EXTRACT PROVIDED:
# # # # #
A 2012 UF study estimated it would take $5,000 to replicate the ecosystem services an acre of forest land provides, like animal habitat and carbon sequestration. Through photosynthesis, trees produce oxygen and absorb carbon dioxide, a greenhouse gas that contributes to climate change. Forests also absorb rainfall, prevent flooding and filter groundwater. Incentivizing those services could keep them from going away, some tree owners contend.
Demers of UF points to the Florida Fish and Wildlife Conservation Commission’s pilot project that rewards private landowners for maintaining and improving Florida panther habitat on their properties in South Florida. Payment rates range from $7 to $17 per enrolled acre.
“In this business, we try to maintain optimism about the markets. There’s always going to be a slump,” he says. “Right now, we’re in a trough with a lot of the timber products that we’ve been working with over the years. There’s going to be innovation. Something’s going to fill in the gap eventually.”
A WAITING GAME
Back up in Bascom, on a sunny spring day, John Alter steps out of his truck onto a 12- acre plot of slash pines, with pine needles and bark crunching under his feet. The trees encircling him, planted in 1994, are due to be harvested soon.
At 88 years old, Alter already has his funeral planned. He knows what casket he’ll be laid to rest in. He knows what preachers he’d choose to officiate. And he knows the stand of trees around him will be his last harvest. “Trees outlast humans,” he says matter-of-factly.
Since the Alters’ first harvest in the late 1990s, they’ve stewarded their land the best they can. After Hurricane Michael, the pair reinvested their disaster relief funds into replanting trees — knowing their new stands would outlive them and be passed along to their sons.
# # # # #
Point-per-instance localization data
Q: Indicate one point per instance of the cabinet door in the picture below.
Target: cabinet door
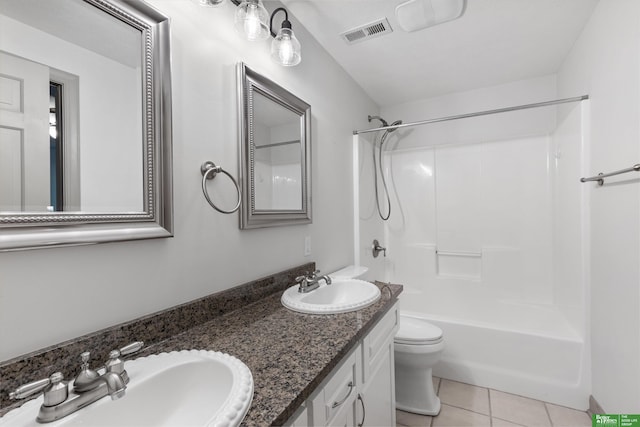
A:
(378, 404)
(345, 417)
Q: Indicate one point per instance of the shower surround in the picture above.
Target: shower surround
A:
(487, 235)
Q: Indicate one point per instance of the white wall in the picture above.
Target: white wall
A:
(50, 295)
(605, 64)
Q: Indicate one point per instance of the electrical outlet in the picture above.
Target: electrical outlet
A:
(307, 245)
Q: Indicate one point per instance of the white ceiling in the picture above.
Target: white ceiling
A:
(494, 42)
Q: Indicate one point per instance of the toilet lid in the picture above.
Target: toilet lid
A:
(417, 331)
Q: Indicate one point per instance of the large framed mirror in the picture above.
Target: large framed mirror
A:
(275, 145)
(85, 123)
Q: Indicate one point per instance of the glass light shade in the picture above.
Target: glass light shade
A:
(252, 20)
(285, 48)
(209, 3)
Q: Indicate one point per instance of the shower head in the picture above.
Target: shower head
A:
(383, 121)
(396, 123)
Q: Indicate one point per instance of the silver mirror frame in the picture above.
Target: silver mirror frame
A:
(35, 230)
(250, 82)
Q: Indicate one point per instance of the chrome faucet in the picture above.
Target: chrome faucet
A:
(89, 386)
(311, 281)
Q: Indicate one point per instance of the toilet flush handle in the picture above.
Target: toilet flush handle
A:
(376, 249)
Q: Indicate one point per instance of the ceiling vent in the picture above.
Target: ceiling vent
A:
(367, 31)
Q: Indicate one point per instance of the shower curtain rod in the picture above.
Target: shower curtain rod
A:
(480, 113)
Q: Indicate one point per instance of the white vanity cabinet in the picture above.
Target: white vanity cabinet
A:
(361, 387)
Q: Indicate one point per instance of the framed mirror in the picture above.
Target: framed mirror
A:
(85, 123)
(275, 145)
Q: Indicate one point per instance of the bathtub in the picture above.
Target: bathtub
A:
(528, 351)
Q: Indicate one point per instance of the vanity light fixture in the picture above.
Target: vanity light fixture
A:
(209, 3)
(285, 47)
(251, 22)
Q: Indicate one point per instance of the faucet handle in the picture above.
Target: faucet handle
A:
(55, 390)
(29, 389)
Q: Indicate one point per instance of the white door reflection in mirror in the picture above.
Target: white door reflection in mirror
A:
(102, 165)
(24, 134)
(277, 156)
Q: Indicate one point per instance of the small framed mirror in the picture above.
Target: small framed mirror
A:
(275, 145)
(85, 123)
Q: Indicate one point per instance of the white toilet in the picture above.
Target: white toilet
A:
(418, 345)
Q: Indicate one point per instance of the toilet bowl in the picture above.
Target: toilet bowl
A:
(417, 348)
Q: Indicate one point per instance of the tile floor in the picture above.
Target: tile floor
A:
(468, 405)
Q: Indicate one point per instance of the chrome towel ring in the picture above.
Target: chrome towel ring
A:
(209, 170)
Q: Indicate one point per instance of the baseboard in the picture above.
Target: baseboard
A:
(594, 407)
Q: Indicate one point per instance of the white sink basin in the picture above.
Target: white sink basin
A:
(342, 296)
(185, 388)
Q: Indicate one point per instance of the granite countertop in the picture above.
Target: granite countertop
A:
(289, 353)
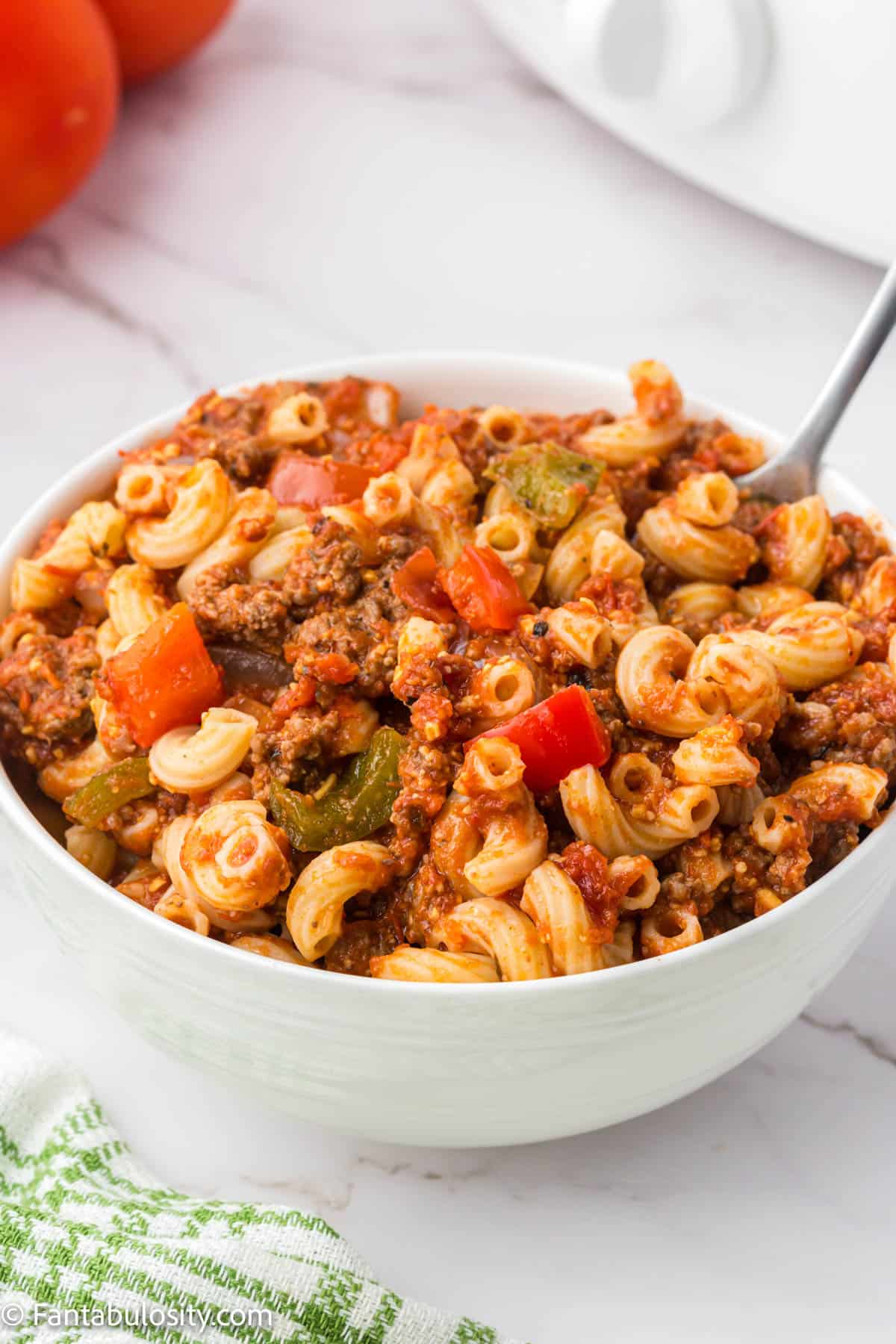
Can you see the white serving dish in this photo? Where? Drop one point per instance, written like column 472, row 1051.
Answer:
column 449, row 1065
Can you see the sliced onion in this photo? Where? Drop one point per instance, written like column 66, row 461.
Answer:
column 250, row 667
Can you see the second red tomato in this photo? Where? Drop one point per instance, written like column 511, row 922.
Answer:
column 153, row 35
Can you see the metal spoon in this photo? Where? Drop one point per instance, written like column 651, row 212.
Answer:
column 793, row 473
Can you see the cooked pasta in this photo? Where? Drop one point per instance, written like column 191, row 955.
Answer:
column 555, row 905
column 794, row 542
column 656, row 685
column 500, row 930
column 430, row 965
column 297, row 420
column 653, row 430
column 199, row 512
column 618, row 830
column 488, row 694
column 316, row 902
column 247, row 529
column 193, row 759
column 134, row 600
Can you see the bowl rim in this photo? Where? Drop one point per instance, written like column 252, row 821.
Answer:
column 393, row 366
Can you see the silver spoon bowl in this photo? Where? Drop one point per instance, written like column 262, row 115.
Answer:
column 793, row 473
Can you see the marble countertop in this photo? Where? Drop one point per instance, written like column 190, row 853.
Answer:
column 328, row 181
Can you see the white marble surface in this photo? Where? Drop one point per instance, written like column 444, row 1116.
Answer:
column 328, row 181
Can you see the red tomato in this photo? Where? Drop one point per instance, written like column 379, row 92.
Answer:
column 482, row 591
column 555, row 737
column 153, row 35
column 166, row 679
column 314, row 482
column 58, row 104
column 417, row 585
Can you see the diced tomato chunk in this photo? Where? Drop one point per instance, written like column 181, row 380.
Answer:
column 482, row 591
column 418, row 586
column 314, row 482
column 164, row 680
column 555, row 737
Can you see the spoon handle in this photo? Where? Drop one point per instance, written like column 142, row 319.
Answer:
column 820, row 423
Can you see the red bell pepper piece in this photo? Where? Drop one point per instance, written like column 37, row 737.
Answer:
column 482, row 591
column 164, row 680
column 555, row 737
column 314, row 482
column 418, row 586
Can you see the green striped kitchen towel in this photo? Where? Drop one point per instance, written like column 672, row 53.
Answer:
column 94, row 1249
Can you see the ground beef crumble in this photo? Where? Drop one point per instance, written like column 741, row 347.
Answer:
column 45, row 694
column 228, row 608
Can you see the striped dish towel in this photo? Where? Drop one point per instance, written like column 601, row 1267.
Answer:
column 94, row 1249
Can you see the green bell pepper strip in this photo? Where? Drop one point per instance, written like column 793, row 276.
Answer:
column 107, row 792
column 550, row 482
column 354, row 809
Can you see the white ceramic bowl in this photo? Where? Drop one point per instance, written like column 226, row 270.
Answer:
column 450, row 1065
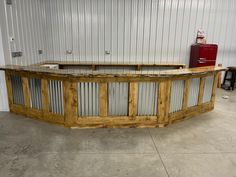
# # # # #
TASK SET:
1/ In the article on Florida forest landowners, what payment range per enrolled acre does the panther habitat pilot project offer?
2/ Write the next part of the article on Florida forest landowners, starting after its final sentence.

EXERCISE RESULTS:
1/ It offers $7 to $17 per enrolled acre.

2/
John says the choice was driven by tradition and, above all, a deep-seated love of trees. “Every time you take a deep breath, you need to thank a tree.”
Over the years, wood prices have edged up with demand — as they did during COVID-19, when home renovation projects abounded — and have slumped. Florida’s timberland acreage has ebbed and flowed in accordance.
Some parcels get conservation easements, destined to stay forested in perpetuity. Sometimes, timber is converted to cattle pastures or row crops and then back to timber again. Residential and industrial developments are on the table as well, looking more attractive than ever given Florida’s booming population and economy.
But once you plant houses, you can’t go back.
For Carlton Jones, the 2020-21 president of the Florida Forestry Association, the evidence is in Central Florida. He works for Tampa-based Robbins Manufacturing Co., which produces fence posts, marine pilings and utility poles at two mills in Lake City and Tarrytown. He says nearby development is putting pressure on the local wood baskets.
“They’re just eating up the land,” Jones says. “That’s our biggest challenge company-wide right now.”
In 2024, 76,000 acres of timberland sold between 278 transactions across Florida, according to a market report from Lakeland-based Saunders Real Estate. Their average price was around $2,600 per acre — a 7.6% decrease compared to 2023 but still a jump from pre-COVID prices that hovered around $1,500 per acre. It’s unclear how many of those sold acres stayed in timber.
As of now, it’s a waiting game to see if sprawl will swallow the stillrural swaths of the Panhandle and the Big Bend.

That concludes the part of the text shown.